_To do_:
Would you reproduce the whole listing exactly, dropping any pictures it holds?

--------------------------------------------------

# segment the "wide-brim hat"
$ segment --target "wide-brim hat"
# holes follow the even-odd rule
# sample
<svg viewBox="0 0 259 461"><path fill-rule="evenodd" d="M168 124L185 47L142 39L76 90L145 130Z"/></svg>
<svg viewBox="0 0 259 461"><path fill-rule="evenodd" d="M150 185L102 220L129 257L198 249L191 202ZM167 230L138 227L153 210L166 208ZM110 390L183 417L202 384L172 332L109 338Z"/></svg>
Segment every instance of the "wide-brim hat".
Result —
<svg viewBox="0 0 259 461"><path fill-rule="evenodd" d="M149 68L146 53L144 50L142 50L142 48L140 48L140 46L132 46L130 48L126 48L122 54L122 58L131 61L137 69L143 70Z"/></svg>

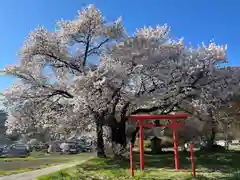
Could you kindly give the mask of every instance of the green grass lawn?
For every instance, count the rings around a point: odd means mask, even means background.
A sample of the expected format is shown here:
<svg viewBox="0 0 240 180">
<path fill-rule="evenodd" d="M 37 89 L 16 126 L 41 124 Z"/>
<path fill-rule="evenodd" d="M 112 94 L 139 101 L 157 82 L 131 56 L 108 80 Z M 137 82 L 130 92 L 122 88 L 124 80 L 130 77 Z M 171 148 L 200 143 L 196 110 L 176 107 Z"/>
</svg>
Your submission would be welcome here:
<svg viewBox="0 0 240 180">
<path fill-rule="evenodd" d="M 226 153 L 196 152 L 197 177 L 191 176 L 189 154 L 180 153 L 179 172 L 174 170 L 172 153 L 145 154 L 145 170 L 139 170 L 139 154 L 135 153 L 135 177 L 129 177 L 129 160 L 91 159 L 87 163 L 40 177 L 38 180 L 240 180 L 240 151 Z"/>
<path fill-rule="evenodd" d="M 57 164 L 79 161 L 89 153 L 78 155 L 40 154 L 33 153 L 26 158 L 0 158 L 0 176 L 42 169 Z"/>
</svg>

--------------------------------------------------

_Finished exercise_:
# segment the "wide-brim hat"
$ segment --target "wide-brim hat"
# holes follow the even-odd rule
# sample
<svg viewBox="0 0 259 461"><path fill-rule="evenodd" d="M168 124L185 47L142 39L76 90L145 130Z"/></svg>
<svg viewBox="0 0 259 461"><path fill-rule="evenodd" d="M150 185L102 220L129 257L198 249L191 202ZM167 230L138 227L153 210L166 208ZM110 390L183 417L202 384L172 332L109 338Z"/></svg>
Segment every instance of the "wide-brim hat".
Result —
<svg viewBox="0 0 259 461"><path fill-rule="evenodd" d="M149 68L146 53L144 50L142 50L142 48L140 48L140 46L132 46L130 48L126 48L122 54L122 58L131 61L137 69L143 70Z"/></svg>

Could you kindly give the mask of every instance of the green grass lawn?
For every instance, count the rings around a point: odd means mask, even means background.
A sample of the expected format is shown here:
<svg viewBox="0 0 240 180">
<path fill-rule="evenodd" d="M 37 89 L 16 126 L 41 124 Z"/>
<path fill-rule="evenodd" d="M 112 94 L 139 101 L 157 82 L 131 56 L 108 80 Z M 137 82 L 130 92 L 122 88 L 124 80 L 130 77 Z M 171 148 L 200 143 L 196 110 L 176 107 Z"/>
</svg>
Your submission would be welcome here:
<svg viewBox="0 0 240 180">
<path fill-rule="evenodd" d="M 226 153 L 196 152 L 197 177 L 191 176 L 189 154 L 180 153 L 179 172 L 174 170 L 172 153 L 145 154 L 145 170 L 139 170 L 139 154 L 135 153 L 135 177 L 129 177 L 129 160 L 91 159 L 87 163 L 40 177 L 38 180 L 240 180 L 240 151 Z"/>
<path fill-rule="evenodd" d="M 57 164 L 79 161 L 89 153 L 78 155 L 40 154 L 33 153 L 26 158 L 0 158 L 0 176 L 42 169 Z"/>
</svg>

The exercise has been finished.